- REQUIRED TASK
Can you transcribe every record below exactly as it appears?

- INPUT DATA
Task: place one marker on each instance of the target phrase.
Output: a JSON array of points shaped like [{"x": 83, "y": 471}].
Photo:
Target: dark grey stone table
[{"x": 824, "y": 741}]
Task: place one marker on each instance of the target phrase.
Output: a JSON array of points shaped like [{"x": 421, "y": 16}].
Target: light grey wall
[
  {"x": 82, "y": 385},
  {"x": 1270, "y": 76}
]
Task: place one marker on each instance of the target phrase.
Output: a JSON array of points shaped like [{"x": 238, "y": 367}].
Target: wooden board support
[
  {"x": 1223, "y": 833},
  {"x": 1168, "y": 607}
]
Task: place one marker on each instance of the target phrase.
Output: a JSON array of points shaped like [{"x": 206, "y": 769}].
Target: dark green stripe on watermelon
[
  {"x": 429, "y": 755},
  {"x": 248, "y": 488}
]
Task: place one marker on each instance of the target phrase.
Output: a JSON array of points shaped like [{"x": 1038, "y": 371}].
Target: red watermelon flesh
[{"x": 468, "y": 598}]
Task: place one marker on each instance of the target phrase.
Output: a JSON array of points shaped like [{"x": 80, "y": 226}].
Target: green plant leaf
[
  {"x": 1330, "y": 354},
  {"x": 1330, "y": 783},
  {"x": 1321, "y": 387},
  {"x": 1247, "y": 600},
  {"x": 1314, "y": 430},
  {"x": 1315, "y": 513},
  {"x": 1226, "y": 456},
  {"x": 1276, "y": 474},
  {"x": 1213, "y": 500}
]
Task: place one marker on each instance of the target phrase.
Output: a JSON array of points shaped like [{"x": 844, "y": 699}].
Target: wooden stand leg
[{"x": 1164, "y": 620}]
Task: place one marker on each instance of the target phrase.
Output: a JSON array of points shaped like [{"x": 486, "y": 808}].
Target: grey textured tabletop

- RESULT OF THIS TASK
Task: place one marker on each instance of the target phrase.
Output: a JSON array of points shaped like [{"x": 83, "y": 471}].
Photo:
Target: dark grey stone table
[{"x": 824, "y": 741}]
Task: place one marker on each instance of the target phrase.
Output: a JSON array of points shaped like [{"x": 421, "y": 16}].
Target: light grey wall
[
  {"x": 82, "y": 385},
  {"x": 1270, "y": 76}
]
Task: place one marker on each instance of the target phrase.
Output: a JSON array of points shaped like [{"x": 238, "y": 367}].
Target: wooden board support
[
  {"x": 1223, "y": 833},
  {"x": 1168, "y": 607}
]
Task: place one marker on each instance of the target phrase.
Output: a JSON array of points shaped like [{"x": 206, "y": 769}].
Target: dark green stripe on watermelon
[
  {"x": 429, "y": 755},
  {"x": 248, "y": 488}
]
Task: place one marker on each instance of the target phrase.
Output: a JSON array of points shaped like [{"x": 1038, "y": 371}].
Target: red watermelon flesh
[{"x": 468, "y": 598}]
Task: place one marker on each instance of the target phrase.
Output: a JSON array of points shaped like [{"x": 80, "y": 226}].
Target: green plant leaf
[
  {"x": 1330, "y": 354},
  {"x": 1330, "y": 783},
  {"x": 1321, "y": 387},
  {"x": 1247, "y": 600},
  {"x": 1314, "y": 430},
  {"x": 1315, "y": 513},
  {"x": 1226, "y": 456},
  {"x": 1276, "y": 474},
  {"x": 1213, "y": 500}
]
Task: place one marker on each instance of the target phrase.
Output: a JSON array of points shaped like [{"x": 844, "y": 699}].
Target: wooden stand leg
[{"x": 1164, "y": 620}]
Task: place one marker on each instance of the target phrase.
Output: a JSON array of points shaped like [{"x": 486, "y": 808}].
Target: grey textured tabletop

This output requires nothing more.